List every line of the items that contains the string "reflection", and treat uppercase and lowercase as different.

[START OF Data supplied]

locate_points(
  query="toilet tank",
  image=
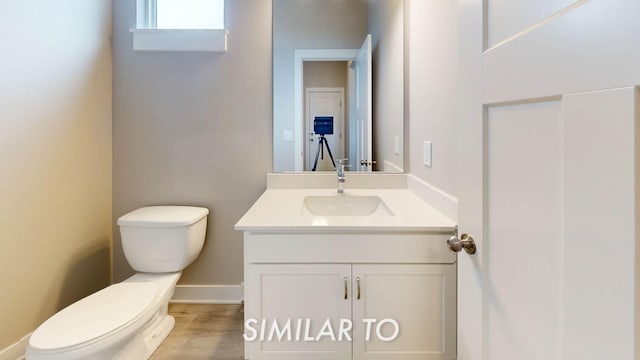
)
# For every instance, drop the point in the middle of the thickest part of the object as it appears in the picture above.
(159, 239)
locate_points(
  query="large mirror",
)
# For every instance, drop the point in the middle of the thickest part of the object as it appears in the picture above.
(338, 84)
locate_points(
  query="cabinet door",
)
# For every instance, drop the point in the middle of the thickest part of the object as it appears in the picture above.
(420, 298)
(297, 292)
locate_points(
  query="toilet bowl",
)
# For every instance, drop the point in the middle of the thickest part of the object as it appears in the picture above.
(128, 320)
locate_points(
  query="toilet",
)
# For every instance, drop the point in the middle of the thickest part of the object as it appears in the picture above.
(129, 320)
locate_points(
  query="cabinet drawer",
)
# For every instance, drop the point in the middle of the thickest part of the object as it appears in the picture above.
(347, 248)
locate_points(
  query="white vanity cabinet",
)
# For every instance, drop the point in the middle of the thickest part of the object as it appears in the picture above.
(351, 278)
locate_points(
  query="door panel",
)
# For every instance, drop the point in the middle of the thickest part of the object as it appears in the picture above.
(583, 61)
(305, 291)
(419, 297)
(507, 18)
(599, 266)
(524, 231)
(592, 47)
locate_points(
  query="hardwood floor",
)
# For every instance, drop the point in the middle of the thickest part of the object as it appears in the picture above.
(204, 332)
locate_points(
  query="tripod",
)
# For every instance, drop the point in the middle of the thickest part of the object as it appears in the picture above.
(321, 144)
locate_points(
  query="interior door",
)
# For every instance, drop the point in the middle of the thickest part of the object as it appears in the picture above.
(547, 119)
(324, 102)
(364, 127)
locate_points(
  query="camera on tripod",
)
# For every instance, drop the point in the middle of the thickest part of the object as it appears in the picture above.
(323, 125)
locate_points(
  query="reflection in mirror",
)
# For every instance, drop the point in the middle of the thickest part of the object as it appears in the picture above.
(320, 72)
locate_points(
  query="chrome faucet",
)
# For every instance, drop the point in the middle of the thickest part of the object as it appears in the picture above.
(342, 163)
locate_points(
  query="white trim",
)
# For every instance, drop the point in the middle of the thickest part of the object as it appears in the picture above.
(440, 200)
(207, 40)
(388, 166)
(300, 57)
(208, 294)
(16, 351)
(341, 140)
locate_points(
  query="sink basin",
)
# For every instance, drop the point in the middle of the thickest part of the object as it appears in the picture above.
(345, 205)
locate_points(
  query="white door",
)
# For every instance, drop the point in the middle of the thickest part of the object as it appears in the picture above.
(547, 119)
(324, 102)
(419, 297)
(364, 128)
(294, 293)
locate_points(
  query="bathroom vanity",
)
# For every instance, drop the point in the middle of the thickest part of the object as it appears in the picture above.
(365, 275)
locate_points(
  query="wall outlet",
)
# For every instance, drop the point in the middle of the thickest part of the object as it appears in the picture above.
(427, 153)
(287, 135)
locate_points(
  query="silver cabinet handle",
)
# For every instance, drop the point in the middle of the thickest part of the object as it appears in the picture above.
(465, 242)
(346, 290)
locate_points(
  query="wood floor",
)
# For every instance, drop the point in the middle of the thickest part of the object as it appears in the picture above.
(204, 332)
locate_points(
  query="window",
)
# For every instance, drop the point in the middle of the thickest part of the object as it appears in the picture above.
(190, 14)
(180, 25)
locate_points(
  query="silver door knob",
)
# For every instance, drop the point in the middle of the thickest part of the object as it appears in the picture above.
(465, 242)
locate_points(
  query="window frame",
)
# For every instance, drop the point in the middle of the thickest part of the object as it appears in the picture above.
(147, 37)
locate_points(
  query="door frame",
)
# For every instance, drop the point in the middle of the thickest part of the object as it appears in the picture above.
(307, 130)
(300, 56)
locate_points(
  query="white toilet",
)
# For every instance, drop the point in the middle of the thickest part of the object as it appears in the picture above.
(129, 320)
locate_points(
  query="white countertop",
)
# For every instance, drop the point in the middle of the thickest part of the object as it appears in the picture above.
(281, 210)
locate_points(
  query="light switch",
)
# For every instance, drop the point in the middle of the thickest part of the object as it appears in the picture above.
(287, 135)
(427, 153)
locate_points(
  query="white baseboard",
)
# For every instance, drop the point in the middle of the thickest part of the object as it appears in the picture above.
(15, 351)
(208, 294)
(440, 200)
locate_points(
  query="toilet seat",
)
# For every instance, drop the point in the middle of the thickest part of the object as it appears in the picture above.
(109, 315)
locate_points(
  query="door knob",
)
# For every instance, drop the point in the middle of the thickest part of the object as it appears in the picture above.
(465, 242)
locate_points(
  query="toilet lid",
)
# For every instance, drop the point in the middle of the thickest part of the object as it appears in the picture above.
(94, 316)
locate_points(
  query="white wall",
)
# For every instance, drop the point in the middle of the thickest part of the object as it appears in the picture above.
(194, 129)
(303, 24)
(55, 158)
(432, 94)
(386, 25)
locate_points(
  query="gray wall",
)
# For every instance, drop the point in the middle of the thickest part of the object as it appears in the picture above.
(303, 24)
(194, 129)
(386, 25)
(433, 46)
(55, 158)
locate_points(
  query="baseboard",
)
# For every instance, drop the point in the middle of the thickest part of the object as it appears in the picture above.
(440, 200)
(15, 351)
(208, 294)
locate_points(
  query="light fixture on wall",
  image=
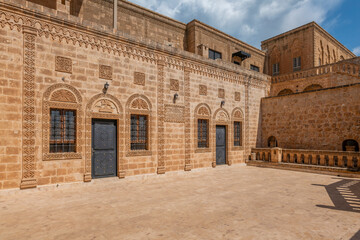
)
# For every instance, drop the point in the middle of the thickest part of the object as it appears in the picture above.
(106, 87)
(176, 96)
(222, 103)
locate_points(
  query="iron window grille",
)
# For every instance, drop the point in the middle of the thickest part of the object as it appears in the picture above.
(139, 132)
(62, 131)
(297, 63)
(214, 54)
(276, 69)
(255, 68)
(237, 134)
(203, 138)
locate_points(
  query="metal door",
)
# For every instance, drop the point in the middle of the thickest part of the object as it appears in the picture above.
(220, 145)
(104, 148)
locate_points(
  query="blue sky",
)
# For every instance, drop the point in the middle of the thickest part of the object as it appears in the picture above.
(255, 20)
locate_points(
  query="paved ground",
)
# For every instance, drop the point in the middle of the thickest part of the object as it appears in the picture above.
(224, 203)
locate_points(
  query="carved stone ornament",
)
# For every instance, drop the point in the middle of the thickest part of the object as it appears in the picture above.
(105, 106)
(63, 64)
(203, 111)
(202, 90)
(221, 93)
(174, 85)
(139, 78)
(105, 72)
(237, 96)
(174, 114)
(139, 104)
(63, 96)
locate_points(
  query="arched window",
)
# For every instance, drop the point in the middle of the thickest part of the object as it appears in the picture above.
(312, 87)
(350, 145)
(272, 142)
(285, 92)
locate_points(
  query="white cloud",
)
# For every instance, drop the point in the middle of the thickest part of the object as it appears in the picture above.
(249, 20)
(356, 51)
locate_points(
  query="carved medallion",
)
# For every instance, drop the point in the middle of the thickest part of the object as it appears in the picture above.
(105, 72)
(174, 85)
(139, 78)
(63, 64)
(202, 90)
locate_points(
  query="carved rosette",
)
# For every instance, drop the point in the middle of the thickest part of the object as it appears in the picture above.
(161, 118)
(28, 148)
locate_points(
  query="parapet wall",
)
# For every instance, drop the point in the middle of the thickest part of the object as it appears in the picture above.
(318, 120)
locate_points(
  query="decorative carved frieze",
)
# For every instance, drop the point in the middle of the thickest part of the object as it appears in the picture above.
(63, 64)
(174, 113)
(237, 96)
(203, 90)
(174, 85)
(105, 72)
(221, 93)
(139, 78)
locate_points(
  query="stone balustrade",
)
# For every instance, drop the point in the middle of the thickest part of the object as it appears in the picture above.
(351, 69)
(339, 159)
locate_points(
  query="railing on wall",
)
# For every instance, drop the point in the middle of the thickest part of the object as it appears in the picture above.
(341, 67)
(350, 160)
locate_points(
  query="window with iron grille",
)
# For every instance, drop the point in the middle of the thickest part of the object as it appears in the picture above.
(139, 132)
(297, 63)
(276, 69)
(237, 134)
(255, 68)
(203, 139)
(214, 54)
(62, 131)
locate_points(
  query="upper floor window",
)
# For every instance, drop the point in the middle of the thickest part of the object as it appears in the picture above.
(255, 68)
(203, 140)
(139, 132)
(214, 54)
(297, 63)
(62, 131)
(276, 69)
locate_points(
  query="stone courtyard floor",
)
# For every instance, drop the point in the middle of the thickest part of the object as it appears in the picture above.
(234, 202)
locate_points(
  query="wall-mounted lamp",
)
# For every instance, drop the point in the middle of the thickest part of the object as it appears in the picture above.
(222, 103)
(106, 87)
(176, 96)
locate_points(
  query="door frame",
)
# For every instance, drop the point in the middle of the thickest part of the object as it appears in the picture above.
(116, 145)
(226, 126)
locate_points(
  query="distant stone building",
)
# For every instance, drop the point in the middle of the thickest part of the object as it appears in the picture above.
(92, 89)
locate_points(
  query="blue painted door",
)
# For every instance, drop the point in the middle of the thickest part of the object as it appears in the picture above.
(220, 145)
(104, 150)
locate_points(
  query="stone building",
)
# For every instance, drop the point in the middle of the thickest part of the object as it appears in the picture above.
(92, 89)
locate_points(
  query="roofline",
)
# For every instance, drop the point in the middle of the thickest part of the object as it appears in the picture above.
(308, 25)
(218, 32)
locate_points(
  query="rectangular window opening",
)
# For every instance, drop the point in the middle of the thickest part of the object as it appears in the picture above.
(62, 131)
(139, 132)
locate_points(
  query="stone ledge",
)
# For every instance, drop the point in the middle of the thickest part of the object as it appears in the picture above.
(336, 171)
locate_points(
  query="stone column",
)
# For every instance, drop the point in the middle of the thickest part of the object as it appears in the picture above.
(28, 135)
(187, 127)
(160, 117)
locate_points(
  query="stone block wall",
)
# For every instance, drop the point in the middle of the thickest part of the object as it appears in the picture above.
(318, 120)
(66, 66)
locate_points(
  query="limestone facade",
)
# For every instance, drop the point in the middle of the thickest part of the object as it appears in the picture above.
(53, 60)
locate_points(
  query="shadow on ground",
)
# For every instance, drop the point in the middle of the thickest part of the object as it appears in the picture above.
(345, 195)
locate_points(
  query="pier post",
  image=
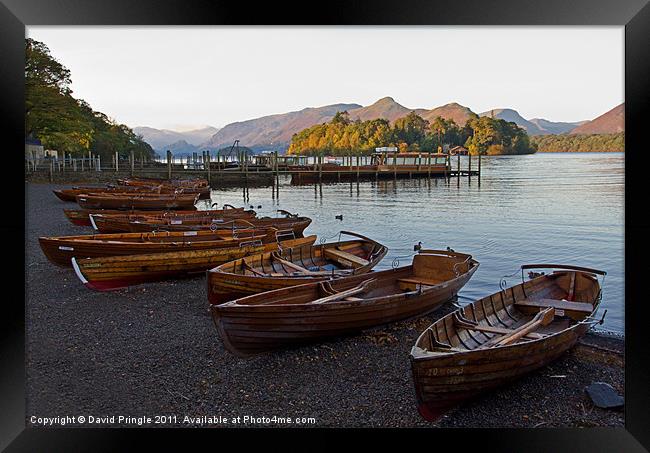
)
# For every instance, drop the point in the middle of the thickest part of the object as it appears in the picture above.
(358, 158)
(169, 165)
(208, 165)
(395, 166)
(320, 167)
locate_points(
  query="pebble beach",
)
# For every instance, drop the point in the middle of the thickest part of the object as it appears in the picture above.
(152, 350)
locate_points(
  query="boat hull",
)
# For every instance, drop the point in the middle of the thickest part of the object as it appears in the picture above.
(107, 274)
(446, 383)
(248, 330)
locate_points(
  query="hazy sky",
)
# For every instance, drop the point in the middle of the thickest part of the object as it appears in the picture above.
(184, 77)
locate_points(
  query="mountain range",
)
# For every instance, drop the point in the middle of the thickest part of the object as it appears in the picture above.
(164, 138)
(274, 132)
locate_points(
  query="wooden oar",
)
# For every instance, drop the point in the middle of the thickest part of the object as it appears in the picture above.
(543, 318)
(362, 288)
(471, 325)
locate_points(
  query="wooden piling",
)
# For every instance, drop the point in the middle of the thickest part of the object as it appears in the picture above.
(169, 165)
(208, 167)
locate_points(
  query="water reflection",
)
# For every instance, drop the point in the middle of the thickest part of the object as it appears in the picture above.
(565, 208)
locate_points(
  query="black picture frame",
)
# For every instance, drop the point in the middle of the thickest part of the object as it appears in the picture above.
(633, 14)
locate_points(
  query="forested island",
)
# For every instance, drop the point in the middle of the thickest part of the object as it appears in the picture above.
(484, 135)
(64, 123)
(577, 143)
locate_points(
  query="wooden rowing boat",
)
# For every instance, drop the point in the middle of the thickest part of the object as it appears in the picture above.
(109, 273)
(293, 266)
(81, 217)
(315, 311)
(217, 219)
(295, 224)
(503, 336)
(71, 194)
(140, 181)
(60, 250)
(140, 201)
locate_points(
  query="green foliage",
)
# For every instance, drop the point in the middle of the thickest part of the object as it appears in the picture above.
(497, 136)
(64, 123)
(410, 133)
(580, 143)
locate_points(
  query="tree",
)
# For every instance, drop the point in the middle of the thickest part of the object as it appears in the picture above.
(62, 122)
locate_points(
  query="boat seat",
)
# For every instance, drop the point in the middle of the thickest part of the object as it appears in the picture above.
(574, 310)
(344, 257)
(412, 283)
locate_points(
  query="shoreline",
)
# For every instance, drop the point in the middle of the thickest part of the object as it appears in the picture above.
(153, 350)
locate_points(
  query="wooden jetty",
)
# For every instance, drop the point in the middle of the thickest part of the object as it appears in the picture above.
(241, 169)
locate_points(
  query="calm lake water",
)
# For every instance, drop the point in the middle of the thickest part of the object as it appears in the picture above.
(545, 208)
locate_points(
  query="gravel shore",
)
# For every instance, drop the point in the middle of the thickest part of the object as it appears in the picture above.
(153, 350)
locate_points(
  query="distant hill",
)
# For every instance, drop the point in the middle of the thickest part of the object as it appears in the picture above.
(547, 127)
(459, 113)
(536, 126)
(274, 132)
(385, 108)
(179, 148)
(610, 122)
(160, 139)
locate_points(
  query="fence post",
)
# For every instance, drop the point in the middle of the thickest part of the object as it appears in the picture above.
(169, 165)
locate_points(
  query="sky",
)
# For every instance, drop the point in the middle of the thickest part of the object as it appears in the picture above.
(187, 77)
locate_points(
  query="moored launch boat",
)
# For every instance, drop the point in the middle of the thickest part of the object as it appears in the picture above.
(501, 337)
(60, 250)
(315, 311)
(142, 201)
(293, 266)
(109, 273)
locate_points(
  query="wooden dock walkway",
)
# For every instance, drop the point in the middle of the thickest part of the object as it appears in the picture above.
(258, 169)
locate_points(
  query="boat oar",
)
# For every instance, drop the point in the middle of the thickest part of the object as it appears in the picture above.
(543, 318)
(362, 288)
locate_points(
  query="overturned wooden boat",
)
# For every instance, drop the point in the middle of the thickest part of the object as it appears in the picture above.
(501, 337)
(293, 266)
(109, 273)
(60, 250)
(81, 217)
(142, 201)
(213, 219)
(320, 310)
(210, 222)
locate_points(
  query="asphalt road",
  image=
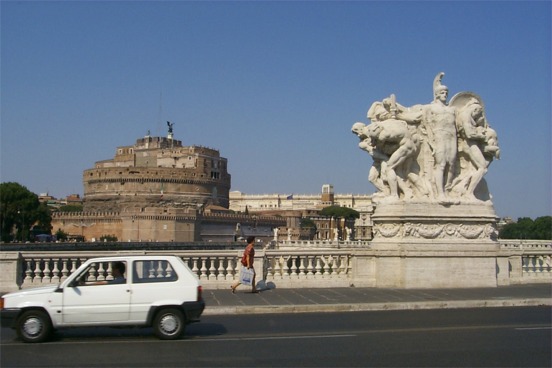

[END OF Data supplied]

**Output for this task:**
  query="reflection in mirror",
  query="water reflection",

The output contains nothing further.